In the text on transistor gate structures, what process may be carried out on the gate dielectric 126 during manufacture to improve its quality?

▶ [TEXT SHOWN]
:::::
Further layers may be included next to the gate electrode material
124 for other purposes, such as to act as a diffusion barrier layer
or/and an adhesion layer, not specifically shown in FIG. 2.
[0048] In some embodiments, the gate dielectric 126 may be a high-k
dielectric (i.e. a dielectric material that has a higher dielectric
constant (k) than silicon dioxide) including elements such as
hafnium, silicon, oxygen, titanium, tantalum, lanthanum, aluminum,
zirconium, barium, strontium, yttrium, lead, scandium, niobium, and
zinc. Examples of high-k materials that may be used in the gate
dielectric 126 may include, but are not limited to, hafnium oxide,
hafnium silicon oxide, lanthanum oxide, lanthanum aluminum oxide,
zirconium oxide, zirconium silicon oxide, tantalum oxide, titanium
oxide, barium strontium titanium oxide, barium titanium oxide,
strontium titanium oxide, yttrium oxide, aluminum oxide, tantalum
oxide, tantalum silicon oxide, lead scandium tantalum oxide, and
lead zinc niobate.
[0049] In some embodiments, an annealing process may be carried out
on the gate dielectric 126 during manufacture of the transistor 120
to improve the quality of the gate dielectric 126. The gate
dielectric 126 may have a thickness, a dimension measured in the
vertical direction in the view of FIG. 2, that may, in some
embodiments, be between 0.5 nanometers and 3 nanometers, including
all values and ranges therein (e.g., between 1 and 3 nanometers, or
between 1 and 2 nanometers).
[0050] In some embodiments, the gate dielectric 126 and the gate
electrode 124 may be surrounded by a gate spacer, not shown in FIG.
1, configured to provide separation between the gates of different
transistors and typically is made of a low-k dielectric material,
such as e.g. any of the low-k dielectric materials described above
with reference to the dielectric spacer 130.
[0051] FIG. 3 depicts a transistor 120 including a transistor S/D
stack 104 and having a single "bottom" gate provided by the gate
electrode material 124 and the gate dielectric 126.
[0052] If in the embodiment of FIG. 2, the amorphous interlayer
arrangement 100 is shown as disposed on a substrate 122 in an
orientation "upside down" to the one illustrated in FIG. 1; then in
the embodiment of FIG. 3, the amorphous interlayer arrangement 100
is shown as disposed on a substrate 122 in the same orientation as
the one illustrated in FIG. 1, i.e. the doped amorphous
semiconductor material 106 is provided over the channel material
102 and the S/D electrode material 108 is provided over the doped
amorphous semiconductor material 106.
[0053] Reference numerals used to label elements of FIG. 3 which
are the same as reference numerals used to label elements of FIG. 2
and FIG. 1 are intended to illustrate similar or same elements and,
therefore, discussions of these elements provided with respect to
one of the figures are applicable to other figures. Therefore,
these discussions are not repeated for FIG. 3.
[0054] FIGS. 4A and 4B are perspective and cross-sectional side
views, respectively, of an example tri-gate transistor 120
including a transistor S/D stack 104, in accordance with various
embodiments. In particular, FIG. 4B illustrates a cross-section of
the transistor 120 of FIG. 4A taken along the section A-A of FIG.
4A (i.e. the x-z plane of the reference coordinate system shown in
FIG. 4A).
:::::
▶ [RECORDS PROVIDED]
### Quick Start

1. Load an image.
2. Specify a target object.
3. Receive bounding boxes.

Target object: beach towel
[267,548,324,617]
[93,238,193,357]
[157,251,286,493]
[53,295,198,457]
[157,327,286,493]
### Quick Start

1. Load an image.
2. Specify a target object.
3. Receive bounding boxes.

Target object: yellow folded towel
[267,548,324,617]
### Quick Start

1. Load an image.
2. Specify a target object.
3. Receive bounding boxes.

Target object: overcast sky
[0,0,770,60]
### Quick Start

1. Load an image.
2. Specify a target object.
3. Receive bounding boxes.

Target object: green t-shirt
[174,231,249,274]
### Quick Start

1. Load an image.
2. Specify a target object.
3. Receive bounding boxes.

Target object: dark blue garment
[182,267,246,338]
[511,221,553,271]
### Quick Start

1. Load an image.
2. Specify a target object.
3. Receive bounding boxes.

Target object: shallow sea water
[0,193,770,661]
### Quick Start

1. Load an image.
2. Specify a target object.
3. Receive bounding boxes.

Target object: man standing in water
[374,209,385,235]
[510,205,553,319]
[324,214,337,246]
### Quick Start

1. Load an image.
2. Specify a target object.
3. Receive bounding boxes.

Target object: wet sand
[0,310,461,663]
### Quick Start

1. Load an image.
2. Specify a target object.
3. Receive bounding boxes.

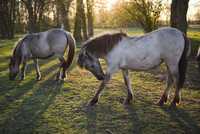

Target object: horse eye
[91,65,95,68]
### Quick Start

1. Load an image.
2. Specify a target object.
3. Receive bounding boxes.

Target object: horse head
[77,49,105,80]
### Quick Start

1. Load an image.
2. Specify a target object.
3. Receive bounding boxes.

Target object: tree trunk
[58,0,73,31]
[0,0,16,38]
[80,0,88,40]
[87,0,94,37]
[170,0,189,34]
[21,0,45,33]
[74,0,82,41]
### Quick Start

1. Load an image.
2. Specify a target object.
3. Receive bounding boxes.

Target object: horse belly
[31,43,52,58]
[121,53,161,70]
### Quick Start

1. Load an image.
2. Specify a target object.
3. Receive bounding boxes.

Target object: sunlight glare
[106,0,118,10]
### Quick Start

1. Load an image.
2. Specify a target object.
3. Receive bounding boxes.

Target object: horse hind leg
:::::
▶ [COMPLETE RESPONSE]
An annealing process.